À faire:
#1 Recopiez sans rien changer tout ce qui va de « Adel Abdessemed, artiste » jusqu'à « tenir promesse ? » dans la critique de « Nuit espagnole ».
#2 Écrivez la suite de la critique de « Nuit espagnole », s'il vous plaît, en reprenant juste après sa dernière phrase.

Texte du document:

——

Une noisette, un livre
Nuit espagnole
Adel Abdessemed
Christophe Ono-dit-Biot
Même
si la couverture n’évoque en rien Manuel de Falla, c’est pourtant le nom du compositeur
qui résonne instantanément en lisant le titre du nouvel ouvrage co-écrit par
une plume et un pinceau. Point de notes malgré ce mirage d’une nuit dans les
jardins d’Espagne. Nous sommes loin du palais de l’Alhambra, loin de Cordoue
mais l’exubérance claque dès les premières pages : le héros est un autre
andalou, le célébrissime Pablo Picasso, le lieu est un musée parisien
incontournable portant le nom du génie de Malaga, mon tout est un tableau
universel, tragique, un combat de vie et de mort : Guernica.
Adel Abdessemed, artiste aux multiples facettes
reçoit un jour une curieuse lettre signée Concepciòn – déjà le prénom est
évocateur – pour aller passer une nuit au musée Picasso situé dans le quartier
du Marais à Paris avec le journaliste écrivain Christophe Ono-dit-Biot. Un
courrier sibyllin les invitant à s’y rendre à 20h00 et à quitter ce lieu
symbolique à l’aube. Vont-ils tenir promesse ?
Oui
malgré le côté cabalistique, et pour notre plus grand plaisir, chacun va
raconter à sa façon, entrecroisement de la sculpture au fusain et au stylo,
cette nuit chargée d’ivresse – au propre comme au figuré – autour de l’auteur
de Guernica. Car dans cette rencontre nocturne entre trois personnages – aucun
doute que l’âme picassienne veillait – un dénominateur commun avait été posé en
orbite : la guerre.
26
avril 1937, en Biscaye, la légion Condor envoyée par Hitler bombarde Guernica
pour soutenir Franco en pleine guerre civile espagnole. Un coup de force
militaire, des essais techniques. Toute la géhenne belliqueuse faisant des
centaines de morts et de blessés, une population meurtrie pour des décennies. Quelques
jours plus tard, Picasso représente la scène apocalyptique par une fresque monumentale qui fera le tour
du monde et deviendra une toile de la mémoire collective.
26
décembre 1991, début de la guerre civile algérienne qui durera plus de
dix ans et fera plus de 100.000 victimes sans compter les innombrables
disparus. Des années de braise où le pays sera en feu dans une phase
destructrice entre le socle d’un gouvernement et les flammes de diverses
organisations terroristes qui vont répandre la terreur. Adel Abdessemed,
berbère de la région des Aurès quittera son pays natal en 1994 lorsque le
directeur de l’Ecole supérieure des beaux-arts d’Alger sera assassiné avec son
fils.
Années
2000, un sémillant journaliste part en reportage, du Liban à l’Afghanistan en
passant par la Birmanie. Il frôle les guerres et devient un témoin des
organisations terroristes. De son expérience sur le terrain, Christophe Ono-dit-Biot
en fera des romans parce que réalité et fiction ne cessent de chevaucher
ensemble sur la route infinie de l’humanité jalonnée des méandres de
l’inhumanité.

——

Données fournies:
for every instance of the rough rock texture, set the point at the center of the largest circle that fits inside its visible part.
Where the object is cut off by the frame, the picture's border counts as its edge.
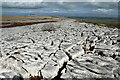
(71, 51)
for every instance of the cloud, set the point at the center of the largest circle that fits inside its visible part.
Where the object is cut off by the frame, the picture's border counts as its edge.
(103, 10)
(24, 5)
(60, 0)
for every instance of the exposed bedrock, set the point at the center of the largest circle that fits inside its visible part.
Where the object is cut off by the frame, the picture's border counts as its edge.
(71, 51)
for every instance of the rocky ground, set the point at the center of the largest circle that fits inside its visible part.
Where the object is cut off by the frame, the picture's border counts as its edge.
(68, 50)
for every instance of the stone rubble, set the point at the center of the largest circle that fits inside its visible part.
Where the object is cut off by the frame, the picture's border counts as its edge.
(73, 50)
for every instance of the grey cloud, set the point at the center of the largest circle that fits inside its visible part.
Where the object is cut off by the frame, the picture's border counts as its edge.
(63, 5)
(24, 5)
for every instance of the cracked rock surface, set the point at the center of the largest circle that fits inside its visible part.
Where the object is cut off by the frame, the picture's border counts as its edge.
(72, 50)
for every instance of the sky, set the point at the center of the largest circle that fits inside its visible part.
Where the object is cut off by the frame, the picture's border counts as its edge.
(62, 8)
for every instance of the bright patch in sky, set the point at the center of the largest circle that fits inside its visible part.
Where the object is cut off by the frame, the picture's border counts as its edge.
(79, 9)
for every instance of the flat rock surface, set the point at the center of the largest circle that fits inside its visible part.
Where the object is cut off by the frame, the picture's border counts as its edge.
(61, 50)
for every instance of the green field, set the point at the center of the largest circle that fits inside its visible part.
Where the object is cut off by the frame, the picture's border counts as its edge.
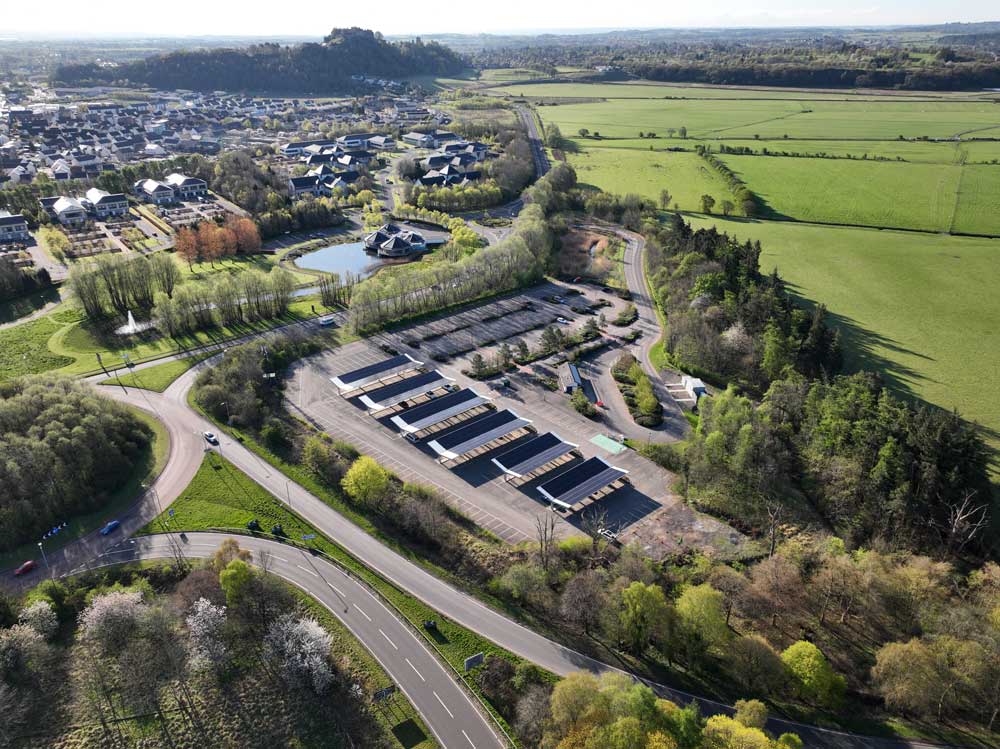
(921, 309)
(868, 193)
(632, 171)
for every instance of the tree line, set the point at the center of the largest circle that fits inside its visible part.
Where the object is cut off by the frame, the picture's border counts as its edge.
(428, 286)
(67, 451)
(166, 647)
(319, 68)
(725, 319)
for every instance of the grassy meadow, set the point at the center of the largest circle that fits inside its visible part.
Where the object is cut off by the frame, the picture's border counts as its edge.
(921, 309)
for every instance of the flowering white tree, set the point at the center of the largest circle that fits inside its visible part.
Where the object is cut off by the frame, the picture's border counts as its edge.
(41, 617)
(205, 624)
(302, 647)
(111, 619)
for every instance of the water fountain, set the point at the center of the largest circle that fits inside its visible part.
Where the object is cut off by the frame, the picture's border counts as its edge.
(131, 327)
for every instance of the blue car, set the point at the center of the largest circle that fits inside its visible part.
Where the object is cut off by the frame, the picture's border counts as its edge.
(110, 527)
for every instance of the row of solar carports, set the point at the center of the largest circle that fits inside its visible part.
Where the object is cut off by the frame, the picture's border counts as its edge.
(460, 424)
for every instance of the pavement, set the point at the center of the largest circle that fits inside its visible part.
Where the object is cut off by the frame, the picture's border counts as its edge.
(432, 688)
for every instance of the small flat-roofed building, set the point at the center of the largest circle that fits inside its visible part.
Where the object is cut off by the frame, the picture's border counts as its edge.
(480, 436)
(107, 204)
(363, 377)
(580, 486)
(187, 188)
(13, 228)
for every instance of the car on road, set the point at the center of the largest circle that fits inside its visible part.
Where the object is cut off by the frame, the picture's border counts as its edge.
(110, 527)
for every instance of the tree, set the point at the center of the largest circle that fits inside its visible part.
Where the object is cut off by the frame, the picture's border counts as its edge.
(644, 615)
(701, 613)
(571, 697)
(366, 481)
(302, 647)
(584, 599)
(813, 678)
(186, 246)
(41, 617)
(206, 623)
(751, 713)
(111, 619)
(756, 665)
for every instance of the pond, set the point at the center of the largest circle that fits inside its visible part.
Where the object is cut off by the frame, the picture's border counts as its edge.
(341, 258)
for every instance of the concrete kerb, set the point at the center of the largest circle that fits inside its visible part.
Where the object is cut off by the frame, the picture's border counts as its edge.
(475, 700)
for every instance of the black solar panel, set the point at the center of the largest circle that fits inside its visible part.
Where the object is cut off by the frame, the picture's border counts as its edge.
(426, 410)
(403, 386)
(479, 426)
(374, 369)
(524, 452)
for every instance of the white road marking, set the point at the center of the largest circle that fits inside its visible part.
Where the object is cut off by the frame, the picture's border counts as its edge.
(444, 705)
(387, 639)
(415, 670)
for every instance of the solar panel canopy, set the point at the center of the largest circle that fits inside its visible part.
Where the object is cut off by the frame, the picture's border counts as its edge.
(435, 411)
(580, 482)
(395, 393)
(374, 372)
(533, 454)
(479, 433)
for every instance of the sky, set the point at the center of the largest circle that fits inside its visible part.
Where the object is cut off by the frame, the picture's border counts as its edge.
(316, 17)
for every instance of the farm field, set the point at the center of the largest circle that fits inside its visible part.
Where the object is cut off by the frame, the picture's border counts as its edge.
(646, 173)
(806, 119)
(978, 209)
(920, 309)
(657, 90)
(870, 193)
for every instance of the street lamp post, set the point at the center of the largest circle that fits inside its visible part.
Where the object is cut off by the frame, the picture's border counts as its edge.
(45, 558)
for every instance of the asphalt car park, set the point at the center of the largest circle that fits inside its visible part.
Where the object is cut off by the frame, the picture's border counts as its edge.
(475, 484)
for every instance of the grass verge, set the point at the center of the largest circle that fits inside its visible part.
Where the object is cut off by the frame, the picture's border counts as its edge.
(149, 467)
(221, 497)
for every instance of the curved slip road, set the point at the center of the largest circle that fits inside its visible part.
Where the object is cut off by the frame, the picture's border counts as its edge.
(444, 705)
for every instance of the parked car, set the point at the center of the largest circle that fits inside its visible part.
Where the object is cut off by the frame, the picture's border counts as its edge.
(110, 527)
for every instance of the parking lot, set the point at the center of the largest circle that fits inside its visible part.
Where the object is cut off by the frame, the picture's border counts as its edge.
(477, 486)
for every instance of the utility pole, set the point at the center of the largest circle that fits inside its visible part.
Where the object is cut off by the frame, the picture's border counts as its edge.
(45, 558)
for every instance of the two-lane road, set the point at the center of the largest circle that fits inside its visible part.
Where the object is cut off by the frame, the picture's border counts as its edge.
(433, 690)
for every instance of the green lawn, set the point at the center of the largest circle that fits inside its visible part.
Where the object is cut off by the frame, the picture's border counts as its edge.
(622, 171)
(61, 341)
(222, 497)
(23, 306)
(157, 378)
(147, 469)
(870, 193)
(775, 118)
(921, 309)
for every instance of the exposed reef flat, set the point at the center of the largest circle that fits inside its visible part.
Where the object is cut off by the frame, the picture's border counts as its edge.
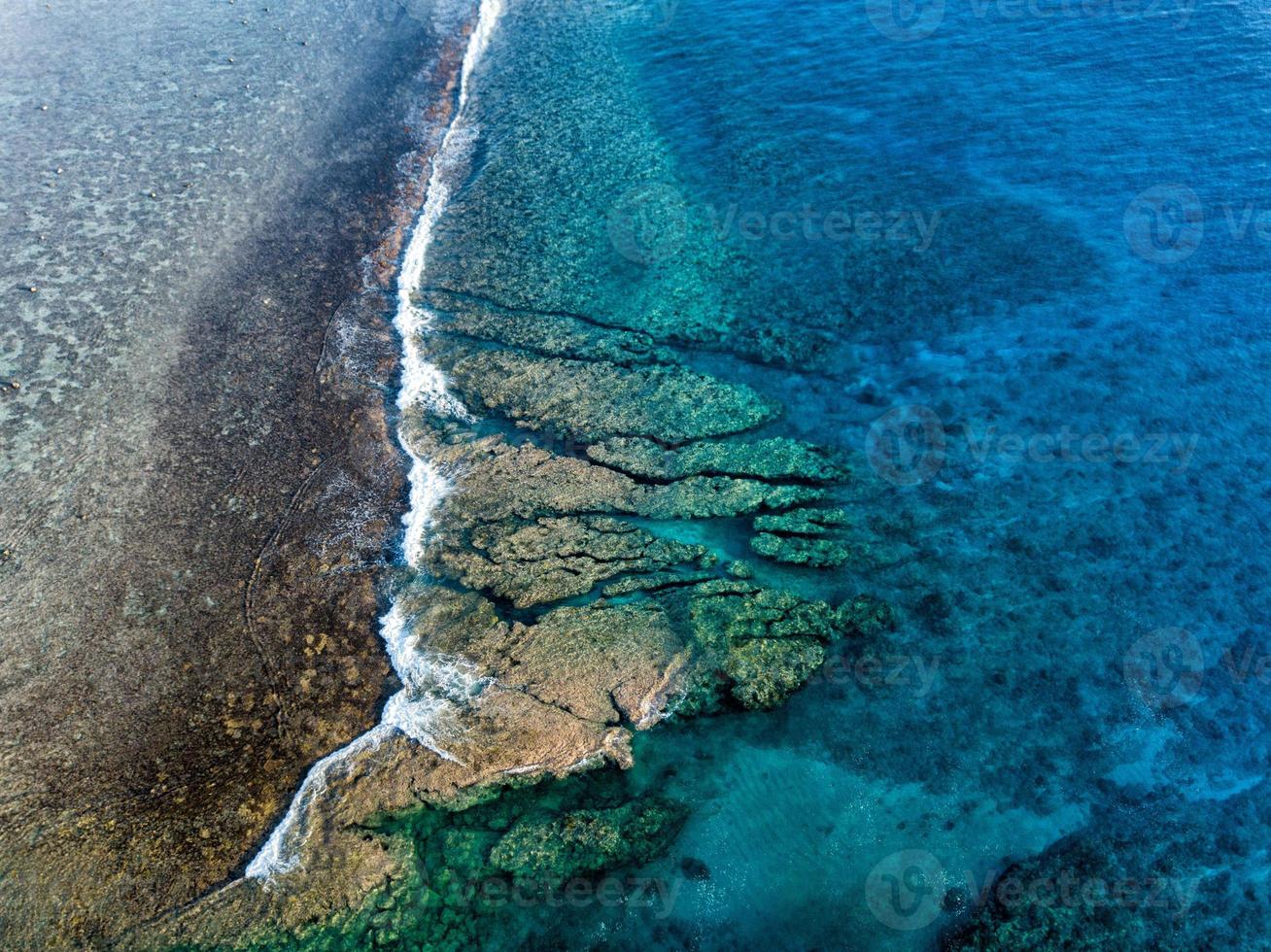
(578, 575)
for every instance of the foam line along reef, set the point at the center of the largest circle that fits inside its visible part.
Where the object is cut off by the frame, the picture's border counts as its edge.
(431, 684)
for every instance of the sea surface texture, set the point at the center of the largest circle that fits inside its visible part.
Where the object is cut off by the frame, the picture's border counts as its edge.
(1007, 258)
(836, 452)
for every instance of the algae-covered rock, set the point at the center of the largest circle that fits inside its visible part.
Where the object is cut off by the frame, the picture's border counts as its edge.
(551, 560)
(603, 663)
(705, 497)
(766, 671)
(594, 400)
(547, 333)
(551, 850)
(865, 617)
(805, 536)
(775, 458)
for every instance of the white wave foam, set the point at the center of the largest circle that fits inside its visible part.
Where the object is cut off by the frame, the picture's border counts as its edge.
(432, 684)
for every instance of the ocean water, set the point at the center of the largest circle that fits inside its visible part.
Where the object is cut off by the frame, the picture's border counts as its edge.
(1011, 256)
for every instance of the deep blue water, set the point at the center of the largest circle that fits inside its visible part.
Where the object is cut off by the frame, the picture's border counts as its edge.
(1012, 258)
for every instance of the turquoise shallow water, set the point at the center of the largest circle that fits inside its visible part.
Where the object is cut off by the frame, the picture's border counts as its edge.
(1008, 256)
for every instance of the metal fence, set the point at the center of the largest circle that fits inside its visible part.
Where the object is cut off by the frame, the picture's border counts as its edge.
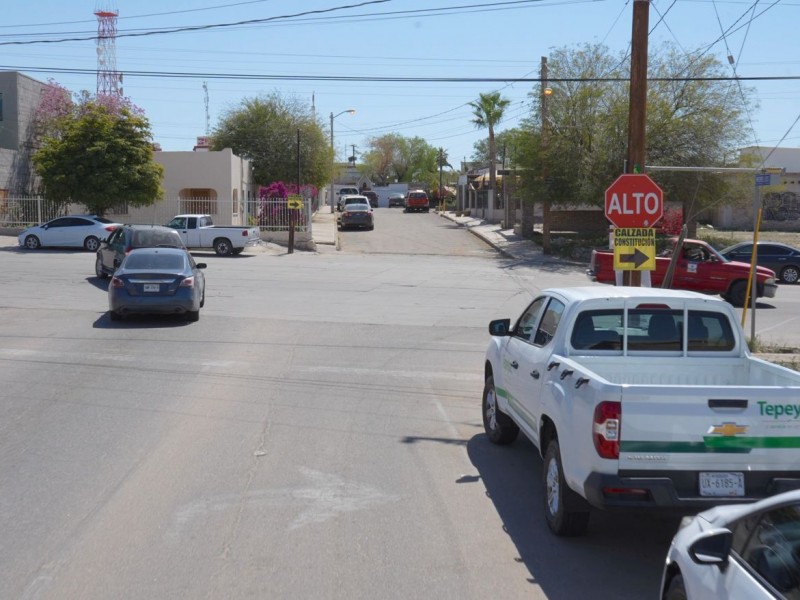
(269, 214)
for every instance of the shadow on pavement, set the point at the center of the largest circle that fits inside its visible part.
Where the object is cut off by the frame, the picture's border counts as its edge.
(620, 557)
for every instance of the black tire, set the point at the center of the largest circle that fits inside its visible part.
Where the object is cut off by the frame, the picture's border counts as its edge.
(790, 274)
(98, 268)
(737, 293)
(32, 242)
(499, 427)
(223, 247)
(559, 499)
(676, 590)
(91, 244)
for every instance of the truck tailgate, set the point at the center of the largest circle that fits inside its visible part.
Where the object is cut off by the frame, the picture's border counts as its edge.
(702, 428)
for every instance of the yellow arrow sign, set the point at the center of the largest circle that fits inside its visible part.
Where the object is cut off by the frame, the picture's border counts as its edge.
(634, 249)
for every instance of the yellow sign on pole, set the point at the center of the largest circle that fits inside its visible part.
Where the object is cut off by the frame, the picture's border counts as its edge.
(634, 249)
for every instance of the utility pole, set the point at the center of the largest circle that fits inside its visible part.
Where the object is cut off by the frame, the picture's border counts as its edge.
(505, 199)
(546, 91)
(441, 166)
(637, 109)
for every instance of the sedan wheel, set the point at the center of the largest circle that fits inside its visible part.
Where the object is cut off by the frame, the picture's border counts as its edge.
(91, 243)
(790, 274)
(98, 268)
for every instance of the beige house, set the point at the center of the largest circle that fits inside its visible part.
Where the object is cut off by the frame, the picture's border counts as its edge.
(200, 181)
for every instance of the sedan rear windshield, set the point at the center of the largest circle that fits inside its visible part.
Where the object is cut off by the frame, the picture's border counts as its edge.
(155, 262)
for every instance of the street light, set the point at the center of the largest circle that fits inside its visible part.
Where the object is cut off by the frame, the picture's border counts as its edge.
(333, 152)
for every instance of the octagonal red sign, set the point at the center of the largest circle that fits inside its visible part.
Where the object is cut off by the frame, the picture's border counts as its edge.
(634, 200)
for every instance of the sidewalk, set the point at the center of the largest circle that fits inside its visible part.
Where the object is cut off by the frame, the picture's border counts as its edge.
(505, 241)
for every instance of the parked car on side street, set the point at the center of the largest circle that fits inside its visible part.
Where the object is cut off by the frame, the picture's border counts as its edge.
(356, 214)
(781, 258)
(737, 552)
(397, 200)
(127, 237)
(157, 281)
(372, 197)
(198, 231)
(72, 231)
(417, 201)
(346, 191)
(354, 199)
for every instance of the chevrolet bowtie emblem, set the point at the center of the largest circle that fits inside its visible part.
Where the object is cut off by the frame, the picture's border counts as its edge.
(728, 429)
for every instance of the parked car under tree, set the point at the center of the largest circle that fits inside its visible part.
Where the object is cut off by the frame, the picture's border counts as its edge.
(781, 258)
(73, 231)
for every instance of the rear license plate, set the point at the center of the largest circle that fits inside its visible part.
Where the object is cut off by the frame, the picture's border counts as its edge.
(721, 484)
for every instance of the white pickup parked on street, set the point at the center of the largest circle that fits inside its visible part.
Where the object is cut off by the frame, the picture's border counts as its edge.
(641, 398)
(199, 231)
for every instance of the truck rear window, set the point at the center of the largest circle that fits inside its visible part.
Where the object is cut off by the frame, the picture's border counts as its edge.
(653, 329)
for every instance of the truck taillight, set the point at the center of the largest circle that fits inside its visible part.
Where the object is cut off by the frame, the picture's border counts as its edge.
(605, 429)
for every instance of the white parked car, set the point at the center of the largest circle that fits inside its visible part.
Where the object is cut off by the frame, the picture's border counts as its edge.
(73, 231)
(737, 552)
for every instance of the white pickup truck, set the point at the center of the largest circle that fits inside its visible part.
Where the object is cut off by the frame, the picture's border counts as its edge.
(641, 398)
(199, 231)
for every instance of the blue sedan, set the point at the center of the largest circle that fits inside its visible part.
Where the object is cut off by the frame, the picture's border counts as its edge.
(783, 259)
(157, 280)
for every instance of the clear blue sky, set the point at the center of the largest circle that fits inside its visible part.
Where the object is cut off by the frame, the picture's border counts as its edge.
(394, 38)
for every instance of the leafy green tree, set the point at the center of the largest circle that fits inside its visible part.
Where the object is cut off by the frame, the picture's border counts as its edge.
(393, 156)
(377, 161)
(488, 111)
(99, 154)
(264, 130)
(690, 123)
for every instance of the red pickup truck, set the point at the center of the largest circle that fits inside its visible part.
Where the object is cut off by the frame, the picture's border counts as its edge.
(699, 268)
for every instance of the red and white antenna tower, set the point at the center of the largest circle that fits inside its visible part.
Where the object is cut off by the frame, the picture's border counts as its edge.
(109, 80)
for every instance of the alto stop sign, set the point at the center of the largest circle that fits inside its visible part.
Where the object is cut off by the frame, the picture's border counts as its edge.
(634, 200)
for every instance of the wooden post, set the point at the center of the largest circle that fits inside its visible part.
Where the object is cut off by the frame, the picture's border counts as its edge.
(637, 109)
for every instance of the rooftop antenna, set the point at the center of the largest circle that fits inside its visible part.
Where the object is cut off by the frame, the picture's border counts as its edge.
(109, 80)
(205, 90)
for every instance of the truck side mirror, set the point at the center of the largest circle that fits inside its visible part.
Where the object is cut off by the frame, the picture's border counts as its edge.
(500, 327)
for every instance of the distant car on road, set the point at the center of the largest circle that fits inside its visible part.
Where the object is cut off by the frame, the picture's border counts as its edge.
(356, 215)
(781, 258)
(417, 201)
(372, 197)
(127, 237)
(157, 280)
(73, 231)
(737, 551)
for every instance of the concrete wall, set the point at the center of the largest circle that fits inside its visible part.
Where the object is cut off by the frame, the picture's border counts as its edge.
(21, 96)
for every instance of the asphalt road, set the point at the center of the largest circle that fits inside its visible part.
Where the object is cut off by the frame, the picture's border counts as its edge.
(317, 434)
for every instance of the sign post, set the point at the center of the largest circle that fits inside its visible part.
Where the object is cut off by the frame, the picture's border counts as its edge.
(633, 204)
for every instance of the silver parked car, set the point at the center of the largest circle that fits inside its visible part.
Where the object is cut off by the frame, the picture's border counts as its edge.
(157, 280)
(737, 551)
(73, 231)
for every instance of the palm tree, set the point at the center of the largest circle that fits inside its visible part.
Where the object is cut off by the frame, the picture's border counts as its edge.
(488, 110)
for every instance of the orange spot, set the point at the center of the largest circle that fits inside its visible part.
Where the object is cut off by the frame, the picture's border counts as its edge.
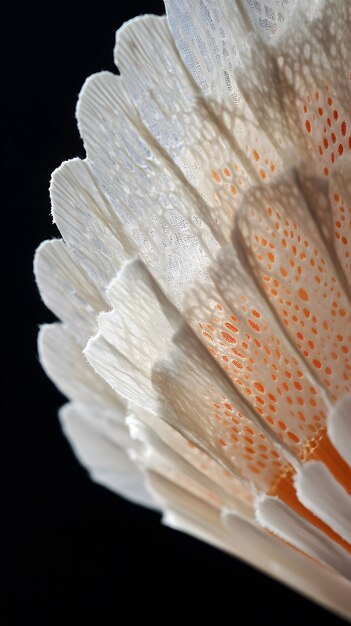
(303, 294)
(234, 329)
(228, 337)
(259, 387)
(253, 325)
(293, 437)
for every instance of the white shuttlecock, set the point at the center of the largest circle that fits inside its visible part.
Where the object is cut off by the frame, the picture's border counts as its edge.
(203, 281)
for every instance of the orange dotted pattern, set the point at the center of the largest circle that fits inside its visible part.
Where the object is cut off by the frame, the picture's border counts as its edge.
(245, 444)
(327, 128)
(301, 284)
(259, 365)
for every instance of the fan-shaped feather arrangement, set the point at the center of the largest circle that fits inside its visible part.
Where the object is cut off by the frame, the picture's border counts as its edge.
(203, 281)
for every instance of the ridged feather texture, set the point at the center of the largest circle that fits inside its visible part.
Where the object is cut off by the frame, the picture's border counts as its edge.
(203, 282)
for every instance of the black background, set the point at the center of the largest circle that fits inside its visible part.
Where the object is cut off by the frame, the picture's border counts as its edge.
(73, 548)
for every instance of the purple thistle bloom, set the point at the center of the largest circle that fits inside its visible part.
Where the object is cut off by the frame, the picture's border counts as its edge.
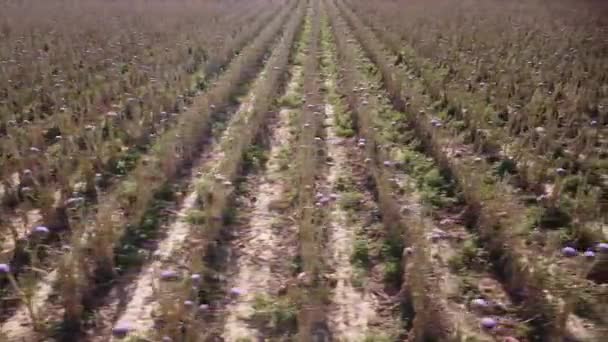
(479, 303)
(589, 254)
(121, 330)
(195, 277)
(235, 292)
(488, 323)
(569, 252)
(169, 275)
(41, 230)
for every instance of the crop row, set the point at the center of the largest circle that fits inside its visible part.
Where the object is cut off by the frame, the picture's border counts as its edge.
(215, 192)
(550, 293)
(107, 152)
(556, 160)
(93, 246)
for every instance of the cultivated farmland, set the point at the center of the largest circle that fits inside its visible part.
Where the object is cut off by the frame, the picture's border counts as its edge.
(303, 170)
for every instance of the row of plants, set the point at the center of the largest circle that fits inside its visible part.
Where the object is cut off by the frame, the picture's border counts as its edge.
(550, 294)
(182, 306)
(92, 256)
(48, 65)
(562, 171)
(311, 292)
(449, 291)
(90, 159)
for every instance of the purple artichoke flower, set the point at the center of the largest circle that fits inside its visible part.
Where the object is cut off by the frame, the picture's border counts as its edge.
(569, 252)
(42, 230)
(488, 323)
(169, 275)
(122, 329)
(589, 254)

——

Réponses par tâche:
#1
Adel Abdessemed, artiste aux multiples facettes
reçoit un jour une curieuse lettre signée Concepciòn – déjà le prénom est
évocateur – pour aller passer une nuit au musée Picasso situé dans le quartier
du Marais à Paris avec le journaliste écrivain Christophe Ono-dit-Biot. Un
courrier sibyllin les invitant à s’y rendre à 20h00 et à quitter ce lieu
symbolique à l’aube. Vont-ils tenir promesse ?

#2
Nuit
du 11 au 12 juillet 2018 : les deux artistes sont réunis autour d’un autre
pour réfléchir sur l’un des plus vieux
usages du monde : le conflit, et comment l’art peut devenir une arme pour
faire fléchir la guerre, un instrument pour combattre l’ennemi. Les deux
compères vont donc déambuler dans les diverses salles de l’Hôtel Salé, nous
faire gravir les marches du somptueux escalier où tout est emprunté de yin et
de yang, de noir et de blanc sur les gris de l’existence. Mais la couleur va
jaillir des verres, pour honorer Bacchus et faire de la nuit une offrande à la
liberté.
Des
dessins originaux, une narration dynamique, de la mythologie aux héros
modernes, cette « nuit espagnole » est loin d’être un chant
crépusculaire, elle est au contraire une ode lumineuse sur l’art et ses
pouvoirs immortels. Sans oublier ce nécessaire esprit de rébellion pour qu’une
société puisse continuer à créer des rêves.
Puisse
la collection « Ma nuit au musée » créée par Alina Gurdiel nous
enchanter pendant de nombreuses années, elle permet de marier, pour le
meilleur, l’art sous toutes ses formes et de nous faire voyager dans ces
temples laïques chargés d’une empreinte éternelle.
Et
si l’occasion se présente, n’hésitez pas à aller au 5 rue de Thorigny, une fois
le seuil franchi, peut-être entendrez-vous un rire aussi artistique qu’unique
et rencontrerez-vous un scribe accroupi qui vous racontera une belle
histoire : celle de deux amis réunis par la peinture pour disserter sur
les banderilles lancées trop souvent sur l’immense tableau des civilisations.
En
attendant que vos pas vous guident vers ce haut lieu artistique, laissez-vous
conduire par les sieurs Abdessemed et Ono-dit-Biot pour « Une nuit
espagnole » pacifique sous les étoiles de l’art d’une empreinte
immarcescible.
« Le soleil en
bouteille saigne d’un beau liquide grenat. L’argent de mon gobelet le
recueille, je bois ce vin, il m’inonde, je vais mieux. Je m’assois sur le bord de
l’un des lits de camp. Je m’allonge, l’odeur de la toile est bonne. Elle sent
le neuf. Mon sang coule un peu moins vite dans mes membres, mes jambes
reposent. Je suis le guerrier allongé de Guernica, je veux qu’on me laisse en
paix ».
« Guernica n’était
pas une toile mais un talisman. Voilà pourquoi elle pouvait briller même par
son absence, indiquant la voie de la guerre à la guerre, de la guerre aux
sirènes tueuses d’enfants, de la guerre à tous ceux qui voulaient que
l’humanisme crève et que les rébellions se soumettent dans les fleuves de sang,
guerre d’Espagne ou d’Algérie, guerres passées, antiques comme le guerrier
allongé du tableau, ou guerres à venir… »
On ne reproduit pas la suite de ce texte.